There are multiple LLM models available in Memex and you can see which one are available.


In [None]:
mx.get_models()

By executing a SQL query that invokes this `summarize_patient_history` function, we generate concise summaries of patient histories. These summaries simulate patient communications, showcasing Memex's powerful capabilities in natural language generation and data synthesis.


In [None]:
summarize_query = """
WITH patients AS (
    SELECT *
    FROM patient_histories_formatted
    LIMIT 100
)
SELECT id , summarize_patient_history(pt_hist) as pt_hist_summary FROM patients LIMIT 10
"""

mx.save_as_table(
    "patient_histories_summarized",
    summarize_query,
    model="gpt-4-1106-preview",
    temperature=0.2,
    max_tokens=1000,
    overwrite=True,
)

### Creating Patient Portal Messages

To simulate a scenario where a patient initiates communication with their healthcare provider, we define the Prompt Function `create_portal_message`. This function takes a patient summary as input and generates a message that a patient might send to their healthcare provider through a patient portal. The aim is to use colloquial language to express concerns or questions about their health, showcasing Memex's capabilities in generating contextually appropriate and natural-sounding text.


In [None]:
@mx.prompt
def create_portal_message(patient_summary: str) -> str:
    """Your instructions are to write a message to your healthcare provider as if you are the patient summarized below.
    - You are messaging them with questions about your current health issue, which may be symptoms, billing issues, prescription issues, etc.
    - Use colloquial language and be concise. Do not use sophisticated medical terms.

    Patient Summary:
    {patient_summary}
    """

### Generating Portal Communications

With the `create_portal_message` defined, the next step is to apply it to the patient histories we've summarized. This is achieved through a SQL query that invokes the UDF for each patient summary, generating a simulated message that the patient might send to their healthcare provider. The query illustrates how Memex can be used to automate the generation of realistic, context-specific communications, further enhancing its utility in healthcare data analysis and patient engagement strategies.

**What this task involves:** Pick up the Memex patient-message tutorial at its final sentence and write the next part. The entries are not needed for this.

**Extracted material:**
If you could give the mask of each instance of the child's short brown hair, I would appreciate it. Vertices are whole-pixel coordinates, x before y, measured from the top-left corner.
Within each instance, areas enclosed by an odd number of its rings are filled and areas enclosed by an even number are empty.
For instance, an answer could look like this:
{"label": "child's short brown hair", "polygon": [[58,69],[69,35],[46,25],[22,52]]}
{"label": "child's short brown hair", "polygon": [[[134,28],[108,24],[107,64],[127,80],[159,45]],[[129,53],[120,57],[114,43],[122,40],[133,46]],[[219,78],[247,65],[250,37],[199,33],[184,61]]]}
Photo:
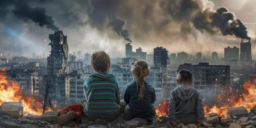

**Answer below:**
In [None]:
portal_query = """
WITH patients AS (
    SELECT id, pt_hist_summary
    FROM patient_histories_summarized
)
SELECT id, create_portal_message(pt_hist_summary) as portal_communication 
FROM patients LIMIT 10
"""

mx.save_as_table(
    "portal_communications",
    portal_query,
    model="gpt-4-1106-preview",
    temperature=0.2,
    max_tokens=1000,
    overwrite=True,
)

The result of this query, saved as the portal_communications table, contains the generated messages from patients to their healthcare providers. This showcases the final step in our journey of synthesizing patient communications using Memex, from data preprocessing, through analysis and summary generation, to the final personalized patient-provider messages.


### Conclusion

This tutorial has walked you through a comprehensive example of utilizing Memex for synthesizing patient communications. Starting from the preparation of a synthetic patient dataset, through querying and transforming this data, to finally generating and personalizing patient-provider communications, we've demonstrated how Memex supports complex data processing tasks. The integration of User-Defined Functions (UDFs) with SQL, coupled with the power of language models, positions Memex as a versatile tool for healthcare data analysis, capable of generating insights and communications that can enhance patient engagement and provider responsiveness.